#### [Sua tarefa]
Escreva a continuação do texto sobre complexidade econômica que aparece abaixo, começando logo depois da sua última frase.

A partir da análise da pauta exportadora de uma determinada economia, esse grupo é capaz de medir de forma indireta a sofisticação tecnológica de seu tecido produtivo. Os dois conceitos básicos para se medir se um país é complexo economicamente são a ubiquidade – particularidade daquilo que existe ou está praticamente na maioria dos lugares – e a diversidade de produtos encontrados na sua pauta exportadora. Se uma determinada economia é capaz de produzir bens não ubíquos, há indicação de que tem um sofisticado tecido produtivo.

 

O desenvolvimento econômico é tratado nessa perspectiva como o domínio de técnicas de produção mais sofisticadas. Isso levaria a maior valor adicionado por trabalhador.

 

A criação de produtos complexos requer grandes redes de relacionamentos, com interações internacionais entre as firmas de fornecedores e produtores integrados ao processo produtivo. São os componentes de um sistema econômico complexo. Extrativismos, em geral, não estão inseridos em redes de cadeia produtiva global. São produzidos em países pobres da África e América Latina exportadores de commodities.

 

Nessa perspectiva, a chave para o desenvolvimento econômico está na aquisição da capacidade de produzir e exportar bens e serviços complexos. É só isso? Essa é uma longa e velha discussão entre economistas estruturalistas que se atualiza agora com o debate entre novos-desenvolvimentistas e social-desenvolvimentistas.

 

De acordo com a consulta ao Atlas da Complexidade Econômica, realizada pelos primeiros, o Brasil de hoje é um país de complexidade bem menor do que era nos anos 1990. Esse diagnóstico é realizado a partir da análise da pauta exportadora do País, medindo de forma indireta a sofisticação tecnológica de seu tecido produtivo.

 

Em 1995, o índice estava em 0,67693, posição 29a. de um ranking com 125 países. Em 2012, o País despencou para 56º lugar em um ranking de 144 países com índice próximo de zero. Nesse diagnóstico novo-desenvolvimentista, o Brasil teria se tornado um país mais comum, com pauta exportadora de baixa complexidade, devido à desindustrialização, à doença holandesa e à reprimarização da pauta exportadora. Houve regressão da complexidade econômica brasileira.

 

Na visão economicista – a economia determinando diretamente a política – de alguns autores novos-desenvolvimentistas, “sob a ótica dos trabalhadores e empresas, o aumento de produtividade e complexidade permite aumentos relevantes e sustentados de salários reais, sem populismos [cambiais] que levam a descontroles fiscais e problemas no balanço de pagamentos” (Paulo Gala no seu blog em 20/08/2016).

#### [Dados para análise]
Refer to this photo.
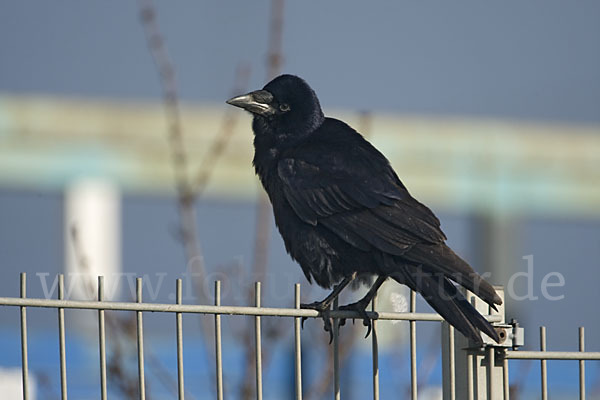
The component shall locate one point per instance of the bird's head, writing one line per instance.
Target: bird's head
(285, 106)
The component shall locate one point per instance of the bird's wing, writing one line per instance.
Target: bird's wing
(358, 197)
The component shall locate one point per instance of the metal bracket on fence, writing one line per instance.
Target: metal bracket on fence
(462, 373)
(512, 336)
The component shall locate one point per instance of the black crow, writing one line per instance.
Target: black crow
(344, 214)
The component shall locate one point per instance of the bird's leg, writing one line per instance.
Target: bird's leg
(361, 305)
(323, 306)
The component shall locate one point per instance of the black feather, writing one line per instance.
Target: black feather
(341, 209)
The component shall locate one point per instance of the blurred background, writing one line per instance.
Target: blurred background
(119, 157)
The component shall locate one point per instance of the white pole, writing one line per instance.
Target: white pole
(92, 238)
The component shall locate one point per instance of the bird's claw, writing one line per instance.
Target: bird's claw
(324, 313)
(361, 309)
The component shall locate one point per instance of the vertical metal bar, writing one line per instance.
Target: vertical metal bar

* * *

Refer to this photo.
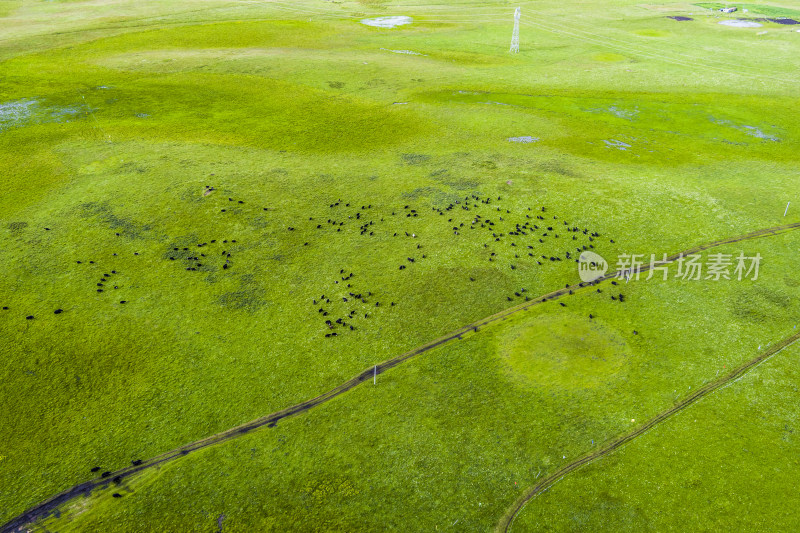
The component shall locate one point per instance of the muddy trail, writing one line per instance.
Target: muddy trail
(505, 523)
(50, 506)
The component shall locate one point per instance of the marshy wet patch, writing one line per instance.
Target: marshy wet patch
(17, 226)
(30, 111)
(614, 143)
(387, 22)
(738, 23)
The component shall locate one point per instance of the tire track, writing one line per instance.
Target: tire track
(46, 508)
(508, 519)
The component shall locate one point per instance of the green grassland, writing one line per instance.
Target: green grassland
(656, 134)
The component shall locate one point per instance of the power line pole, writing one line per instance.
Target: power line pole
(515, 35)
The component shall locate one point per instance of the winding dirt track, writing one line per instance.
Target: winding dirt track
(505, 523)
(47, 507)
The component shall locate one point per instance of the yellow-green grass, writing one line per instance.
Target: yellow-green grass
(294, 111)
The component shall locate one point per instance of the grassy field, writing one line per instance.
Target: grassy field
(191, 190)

#### [Resposta escrita]
Na visão social-desenvolvimentista, os vínculos entre complexidade econômica, instituições e desigualdade de renda que tornam relevante essa concepção de desenvolvimento. A estrutura produtiva de um país pode limitar seu alcance de bem-estar pela desigualdade de renda elevada pela emergência de algumas castas profissionais. Ela influencia as escolhas ocupacionais, as oportunidades de aprendizagem e o poder de barganha de seus trabalhadores e sindicatos. Em outras palavras, a inovação tecnológica e a industrialização fornecem novos empregos e oportunidades de aprendizado para os trabalhadores, contribuindo para o surgimento de uma nova classe média. Sem a massificação do ensino superior, para fechar o leque salarial, podem até elevar a desigualdade social.

 

A análise da associação entre a complexidade econômica e a evolução de instituições sugere que os países exportadores de produtos mais complexos tendem a ter níveis significativamente mais baixos de desigualdade de renda do que os países que exportam apenas produtos simples. O problema é que essa correlação pode ser espúria, isto é, complexidade, instituições e desigualdade podem variar ao mesmo tempo ou em conjunto com outros fatores econômicos, políticos e sociais que se relacionam. As interações entre todos esses componentes podem ser bem mais complexas e circunstanciadas histórica e estruturalmente – e não automáticas.

 

O social-desenvolvimentismo destaca interações entre diversos outros componentes para a emergência da economia brasileira contemporânea, entre os quais, as próprias políticas públicas desenvolvimentistas. Por exemplo, depois dos anos 1990, a produtividade (e competitividade) em agroindústria deriva muito da recuperação da Embrapa e do Banco do Brasil. Para a matriz energética diversificada, com “fontes limpas” como hidroelétricas e o biocombustível, e a extração do pré-sal, as empresas estatais foram (e são) imprescindíveis.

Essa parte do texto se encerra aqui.